(Records contained in a dataset)
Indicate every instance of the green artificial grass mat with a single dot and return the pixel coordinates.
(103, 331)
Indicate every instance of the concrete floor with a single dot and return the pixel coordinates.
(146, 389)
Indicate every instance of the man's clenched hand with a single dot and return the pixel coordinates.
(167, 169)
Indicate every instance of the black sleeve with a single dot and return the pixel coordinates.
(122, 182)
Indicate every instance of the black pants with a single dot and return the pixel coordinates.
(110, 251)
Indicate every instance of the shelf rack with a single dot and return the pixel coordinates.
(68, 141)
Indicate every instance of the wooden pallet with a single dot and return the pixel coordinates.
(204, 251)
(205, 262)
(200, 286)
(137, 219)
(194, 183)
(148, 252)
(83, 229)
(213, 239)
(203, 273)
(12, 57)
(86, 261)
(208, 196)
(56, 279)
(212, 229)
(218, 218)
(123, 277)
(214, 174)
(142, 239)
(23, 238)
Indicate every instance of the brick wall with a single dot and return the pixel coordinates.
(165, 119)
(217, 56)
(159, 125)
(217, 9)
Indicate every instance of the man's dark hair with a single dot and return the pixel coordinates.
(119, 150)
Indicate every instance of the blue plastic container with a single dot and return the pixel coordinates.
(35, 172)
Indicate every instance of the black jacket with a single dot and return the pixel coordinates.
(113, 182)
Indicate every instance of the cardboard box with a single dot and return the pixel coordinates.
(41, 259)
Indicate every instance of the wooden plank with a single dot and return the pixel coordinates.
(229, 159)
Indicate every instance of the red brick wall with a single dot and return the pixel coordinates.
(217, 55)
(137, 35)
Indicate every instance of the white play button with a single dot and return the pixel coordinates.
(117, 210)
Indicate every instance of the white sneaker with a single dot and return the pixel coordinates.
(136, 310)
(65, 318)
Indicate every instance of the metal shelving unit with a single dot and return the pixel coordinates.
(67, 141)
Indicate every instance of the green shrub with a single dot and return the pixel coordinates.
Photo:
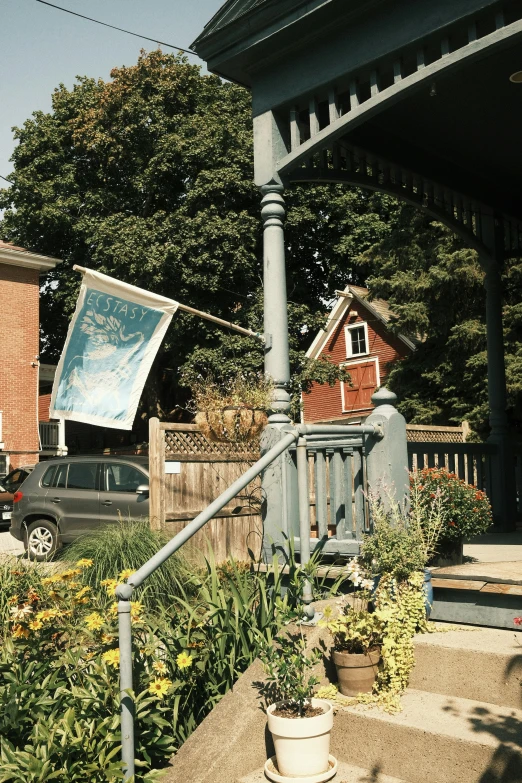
(126, 546)
(466, 509)
(59, 691)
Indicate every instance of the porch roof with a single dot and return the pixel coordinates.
(424, 86)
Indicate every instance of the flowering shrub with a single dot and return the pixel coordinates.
(59, 659)
(466, 509)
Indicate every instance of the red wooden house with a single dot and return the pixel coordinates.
(356, 337)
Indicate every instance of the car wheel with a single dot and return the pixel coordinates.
(42, 540)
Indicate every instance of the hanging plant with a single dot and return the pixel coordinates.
(233, 411)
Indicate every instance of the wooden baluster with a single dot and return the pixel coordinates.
(295, 130)
(321, 507)
(333, 106)
(354, 96)
(337, 494)
(374, 84)
(358, 486)
(313, 111)
(348, 531)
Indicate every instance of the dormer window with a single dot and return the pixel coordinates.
(356, 339)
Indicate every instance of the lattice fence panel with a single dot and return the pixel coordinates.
(194, 443)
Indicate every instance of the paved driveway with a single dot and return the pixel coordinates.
(9, 545)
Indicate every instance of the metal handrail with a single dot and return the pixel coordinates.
(124, 591)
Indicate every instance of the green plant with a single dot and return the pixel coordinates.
(355, 629)
(123, 548)
(288, 666)
(465, 510)
(403, 539)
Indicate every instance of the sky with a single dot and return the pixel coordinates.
(41, 47)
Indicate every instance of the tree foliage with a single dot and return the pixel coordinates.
(148, 178)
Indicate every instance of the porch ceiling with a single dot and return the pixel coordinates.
(467, 136)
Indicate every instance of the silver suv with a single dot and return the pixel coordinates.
(65, 498)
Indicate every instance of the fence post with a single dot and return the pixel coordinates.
(156, 470)
(387, 458)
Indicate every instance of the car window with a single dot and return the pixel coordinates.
(12, 481)
(60, 476)
(82, 475)
(124, 478)
(47, 479)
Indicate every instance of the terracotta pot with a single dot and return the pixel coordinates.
(302, 745)
(356, 672)
(233, 424)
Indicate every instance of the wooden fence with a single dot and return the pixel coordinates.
(188, 472)
(470, 461)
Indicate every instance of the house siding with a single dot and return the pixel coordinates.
(19, 335)
(325, 402)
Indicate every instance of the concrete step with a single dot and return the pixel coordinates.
(346, 773)
(483, 664)
(436, 737)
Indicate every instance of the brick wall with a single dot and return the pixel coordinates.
(324, 403)
(19, 340)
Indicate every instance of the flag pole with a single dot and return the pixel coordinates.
(206, 316)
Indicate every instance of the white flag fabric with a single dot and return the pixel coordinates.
(112, 340)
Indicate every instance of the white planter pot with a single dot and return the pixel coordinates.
(302, 745)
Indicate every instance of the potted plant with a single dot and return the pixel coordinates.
(466, 510)
(357, 636)
(232, 410)
(404, 539)
(300, 724)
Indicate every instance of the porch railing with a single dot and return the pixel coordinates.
(471, 462)
(124, 592)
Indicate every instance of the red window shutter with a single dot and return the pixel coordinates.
(364, 380)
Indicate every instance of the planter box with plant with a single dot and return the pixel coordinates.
(300, 724)
(357, 636)
(233, 411)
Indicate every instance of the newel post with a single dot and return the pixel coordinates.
(387, 457)
(280, 478)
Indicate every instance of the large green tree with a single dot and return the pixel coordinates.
(148, 177)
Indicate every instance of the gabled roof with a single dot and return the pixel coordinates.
(377, 307)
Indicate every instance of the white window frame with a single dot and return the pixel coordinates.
(348, 339)
(346, 366)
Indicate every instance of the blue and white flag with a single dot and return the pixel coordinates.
(112, 340)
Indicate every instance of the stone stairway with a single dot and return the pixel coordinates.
(461, 722)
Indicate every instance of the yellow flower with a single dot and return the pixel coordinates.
(160, 687)
(20, 632)
(110, 585)
(111, 657)
(20, 612)
(184, 660)
(85, 562)
(94, 621)
(67, 576)
(47, 614)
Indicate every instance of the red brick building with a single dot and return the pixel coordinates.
(357, 338)
(20, 337)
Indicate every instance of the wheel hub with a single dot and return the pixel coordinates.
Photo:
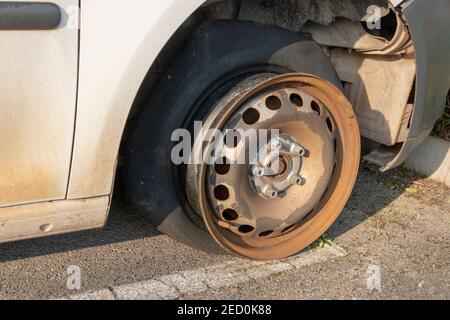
(278, 168)
(258, 208)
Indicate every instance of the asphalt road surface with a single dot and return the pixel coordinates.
(391, 242)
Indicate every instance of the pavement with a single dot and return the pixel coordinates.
(391, 242)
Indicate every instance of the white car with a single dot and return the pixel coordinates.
(92, 88)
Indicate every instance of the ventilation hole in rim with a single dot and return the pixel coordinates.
(316, 108)
(230, 215)
(232, 139)
(330, 125)
(221, 193)
(222, 166)
(273, 103)
(297, 100)
(251, 116)
(265, 233)
(246, 229)
(288, 228)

▶ _Directions for this task_
All of the records need to be reproduced exactly, with each picture omitted.

▶ _Completed exercise_
Indicate every instance of the green artificial grass mat with a single dot and return the pixel coordinates.
(103, 331)
Indicate every instance of the concrete floor with a single dot and return the pixel coordinates.
(146, 389)
Indicate every instance of the man's clenched hand with a single dot and return the pixel coordinates.
(167, 169)
Indicate every instance of the black sleeve with a single dot and return the pixel coordinates.
(122, 182)
Indicate every instance of the black pants with a single dot and return the pixel coordinates.
(110, 251)
Indicate every instance of the shelf rack with a single dot and return the pixel coordinates.
(68, 141)
Indicate every instance of the wooden pallet with a single dot and return the pixel coordinates.
(204, 251)
(205, 262)
(200, 286)
(137, 219)
(194, 183)
(148, 252)
(83, 229)
(213, 239)
(203, 273)
(12, 57)
(86, 261)
(208, 196)
(56, 279)
(212, 229)
(218, 218)
(123, 277)
(214, 174)
(142, 239)
(23, 238)
Indicate every instance of the brick wall with a single dot and return the pixel coordinates.
(165, 119)
(217, 56)
(159, 125)
(217, 9)
Indicate every instance of the man's dark hair with a single dot and return the pixel coordinates.
(119, 150)
Indicate every instance of the blue plastic container with a single dot and return the pixel coordinates.
(35, 172)
Indicate every instance of the black jacket with a single dot and return the pixel coordinates.
(113, 182)
Indicate every instance of the cardboard box with a single dot and return the pixel coordinates.
(41, 259)
Indicate every instance of the wooden plank with a single dot and return the pixel coordinates.
(229, 159)
Indicate every instance of the red brick wall with a single dot and return the pixel coordinates.
(217, 55)
(137, 35)
Indicate every instance of the white play button with a single dot and return the pixel coordinates.
(117, 210)
Indicate every instance of the white sneaker with a single dot and return the pixel coordinates.
(136, 310)
(65, 318)
Indicate every instance of the metal shelving unit with a single dot and return the pixel coordinates.
(67, 141)
Indicate every instance of the green shrub with a single dot and return the pixel coordinates.
Photo:
(126, 546)
(466, 509)
(59, 691)
Indicate every instance of the porch roof with a single dot and return the pixel coordinates.
(424, 86)
Indicate every instance of the flowering shrub with a single dot and return the pixel coordinates.
(59, 659)
(466, 509)
Indicate every instance of the red wooden house with a single dot and return the pixel coordinates.
(356, 337)
Indicate every instance of the car wheel with a single dot and return the pixel coordinates.
(42, 540)
Indicate every instance of the hanging plant with a single dot and return the pixel coordinates.
(233, 411)
Indicate every instance of the wooden baluster with a single dot and return the pixel coordinates.
(295, 130)
(321, 507)
(333, 106)
(354, 96)
(337, 494)
(374, 84)
(358, 486)
(313, 111)
(348, 531)
Indicate every instance of the dormer window with a single dot and return the pixel coordinates.
(356, 339)
Indicate every instance of the lattice fence panel with a single dot and return the pixel coordinates.
(194, 443)
Indicate every instance of the paved driveway with a single dot and return the pixel coordinates.
(9, 545)
Indicate every instance of the metal handrail with a single dot and return the pixel coordinates.
(124, 591)
Indicate every instance of the green plant with a single dot and return the pixel coordinates.
(355, 629)
(123, 548)
(288, 666)
(465, 510)
(403, 539)
Indicate every instance of the sky with a single dot and return the pixel coordinates.
(41, 47)
Indicate every instance of the tree foliage with a single dot and return the pixel coordinates.
(148, 178)
Indicate every instance of the porch ceiling with a single dot and return the pixel coordinates.
(467, 136)
Indicate every instance of the silver suv with a single dot and return the pixel coordinates.
(65, 498)
Indicate every instance of the fence post with a single dot and return the pixel coordinates.
(156, 470)
(387, 458)
Indicate every instance of the car window with a single dot and return the pixel coordinates.
(12, 481)
(60, 476)
(82, 475)
(124, 478)
(47, 479)
Indicate every instance of the terracotta pot with a single dot and return the pixel coordinates.
(302, 745)
(356, 672)
(233, 424)
Indicate every instance of the wooden fence with a single dot and return the pixel coordinates.
(188, 472)
(470, 461)
Indicate every instance of the house siding with a single dot and return the pixel coordinates.
(19, 335)
(325, 402)
Indicate every instance of the concrete step with a single dot and return the pixel coordinates.
(346, 773)
(483, 664)
(436, 737)
Indicate every instance of the brick wall with a single dot and return the pixel coordinates.
(324, 403)
(19, 340)
Indicate every instance of the flag pole with a single dot and return the pixel coordinates.
(206, 316)
Indicate every instance of the white flag fabric with a single dot and return the pixel coordinates.
(112, 340)
Indicate every instance of the white planter pot with a single dot and return the pixel coordinates.
(302, 745)
Indicate every instance of the potted plant with a single dot and return the pixel coordinates.
(466, 510)
(357, 636)
(232, 410)
(404, 539)
(300, 724)
Indicate every instance of the porch railing with a single dot and return the pixel coordinates.
(471, 462)
(124, 592)
Indicate every instance of the red window shutter with a single dot and return the pixel coordinates.
(364, 380)
Indicate every instance of the planter box with plant with a single dot and return the pixel coordinates.
(300, 724)
(357, 636)
(233, 411)
Indicate every instance of the newel post with a single dot and return the pixel coordinates.
(387, 457)
(280, 478)
Indicate every instance of the large green tree with a single dot and return the pixel coordinates.
(148, 177)
Indicate every instance of the gabled roof with a single dot and return the pixel coordinates.
(377, 307)
Indicate every instance of the white window frame with a single dot and return the pixel coordinates.
(348, 339)
(346, 366)
Indicate every instance of the blue and white flag with a single dot and return the pixel coordinates.
(112, 340)
Indicate every instance of the stone stairway with a single dot and return the pixel coordinates.
(461, 722)
Indicate every instance of the yellow flower with a single dot and return the pixel coordinates.
(160, 687)
(20, 632)
(110, 585)
(111, 657)
(20, 612)
(184, 660)
(85, 562)
(94, 621)
(67, 576)
(47, 614)
Indicate every instance of the red brick building with a single dot and return the pixel coordinates.
(357, 338)
(20, 337)
Indicate every instance of the wheel hub with a single dot and return the pixel coordinates.
Photo:
(278, 168)
(258, 208)
Indicate every instance of the asphalt road surface with a single dot and return the pixel coordinates.
(391, 242)
Indicate every instance of the pavement with a single dot and return the pixel coordinates.
(391, 242)
Indicate every instance of the white car with a single dot and return the pixel coordinates.
(92, 88)
Indicate every instance of the ventilation hole in rim with a single dot and return the pixel coordinates.
(316, 108)
(230, 215)
(232, 139)
(330, 125)
(221, 193)
(222, 166)
(273, 103)
(297, 100)
(251, 116)
(265, 233)
(246, 229)
(288, 228)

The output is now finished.